Reproduce every item below verbatim, without changing anything.
━━━━━━━━━━━━━━━━
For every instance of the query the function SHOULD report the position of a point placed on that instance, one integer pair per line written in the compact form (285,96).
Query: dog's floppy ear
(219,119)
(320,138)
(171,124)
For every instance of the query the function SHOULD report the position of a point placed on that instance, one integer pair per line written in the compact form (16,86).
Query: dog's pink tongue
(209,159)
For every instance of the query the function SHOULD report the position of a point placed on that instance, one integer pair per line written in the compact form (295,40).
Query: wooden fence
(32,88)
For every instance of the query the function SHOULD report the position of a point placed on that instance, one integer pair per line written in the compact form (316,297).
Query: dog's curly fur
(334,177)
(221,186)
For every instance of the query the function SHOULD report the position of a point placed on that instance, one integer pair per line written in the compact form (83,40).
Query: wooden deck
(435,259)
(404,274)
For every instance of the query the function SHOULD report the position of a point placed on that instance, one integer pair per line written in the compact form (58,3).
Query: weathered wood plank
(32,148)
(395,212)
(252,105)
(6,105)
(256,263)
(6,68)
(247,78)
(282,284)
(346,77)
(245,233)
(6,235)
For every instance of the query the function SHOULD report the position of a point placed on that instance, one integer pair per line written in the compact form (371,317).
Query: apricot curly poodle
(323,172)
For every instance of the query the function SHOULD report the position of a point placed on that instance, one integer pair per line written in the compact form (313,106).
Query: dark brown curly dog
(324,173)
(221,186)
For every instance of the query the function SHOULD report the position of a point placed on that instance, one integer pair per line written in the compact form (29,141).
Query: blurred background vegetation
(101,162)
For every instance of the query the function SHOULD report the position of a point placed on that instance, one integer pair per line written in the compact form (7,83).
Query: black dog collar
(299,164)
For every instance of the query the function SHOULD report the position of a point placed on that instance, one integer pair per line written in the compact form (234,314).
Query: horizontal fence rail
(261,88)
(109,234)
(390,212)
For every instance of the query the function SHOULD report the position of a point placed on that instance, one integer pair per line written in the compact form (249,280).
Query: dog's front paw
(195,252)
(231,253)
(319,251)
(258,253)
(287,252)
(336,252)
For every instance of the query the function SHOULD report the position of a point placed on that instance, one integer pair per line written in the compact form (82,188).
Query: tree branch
━━━━━━━━━━━━━━━━
Complete answer:
For every instance of the query the function SHOULD report the position of a point placed on that instance, one integer pair per line written in the compact form (285,96).
Query: dog's floppy ear
(219,119)
(320,138)
(171,124)
For every instance of the query the function SHOULD report the position of a point placed on that instance, one integer pair per line written in the compact form (16,86).
Query: dog's pink tongue
(209,159)
For every instance of the query the function SHOULD report the position of a point placed on that instance, one integer pair per line written in the compact form (295,40).
Query: wooden fence
(32,88)
For every instance of the query the function SHOULD report the position of a point placed on that instance, one integer pair per line written in the compact form (316,297).
Query: dog's curly fur
(334,177)
(221,186)
For every instance of the query the function SHOULD report the position of a point placed on that instance, one integer pair per line written in the compact form (83,40).
Query: wooden deck
(435,259)
(404,274)
For every instance of the query the function SHOULD report the position of a point placed on that instance, one integer pair per line written in the compact form (58,3).
Query: weathered wood plank
(32,148)
(395,212)
(252,105)
(6,105)
(256,263)
(6,68)
(247,78)
(282,284)
(346,77)
(245,233)
(6,235)
For every instance of the query the function SHOULD report the position of a point placed on that instance, one integer pair per line written in the compact form (371,317).
Query: apricot curly poodle
(323,172)
For every instance of the query the function SHOULD report the position of a point placed on that instance, one integer pair per line written in the compact form (313,106).
Query: dark brown curly dog
(324,173)
(221,186)
For every instance of the query the function SHOULD report the position of a point placed on that instance, one integer pair per line written in the compact form (29,141).
Query: blurred background vegetation
(101,162)
For every instance of the query the function SHOULD report the position of a point placed on that instance, one integer pair per line written in the compact form (7,83).
Query: black dog collar
(299,164)
For every instance of the query the function SHOULD report the position of a point placed on that instance, one integer pair per line written in the compact form (234,314).
Query: horizontal fence rail
(261,88)
(109,234)
(390,212)
For every instance of the query the function SHOULD report the position of a point placed on that instance, one integer pair per line written in the compact form (249,280).
Query: dog's front paw
(195,252)
(231,253)
(319,251)
(258,253)
(287,252)
(336,252)
For every instance of the query the function SHOULD report the position of a point placed on that instance, one integer pair per line written in the compact form (82,188).
Query: tree branch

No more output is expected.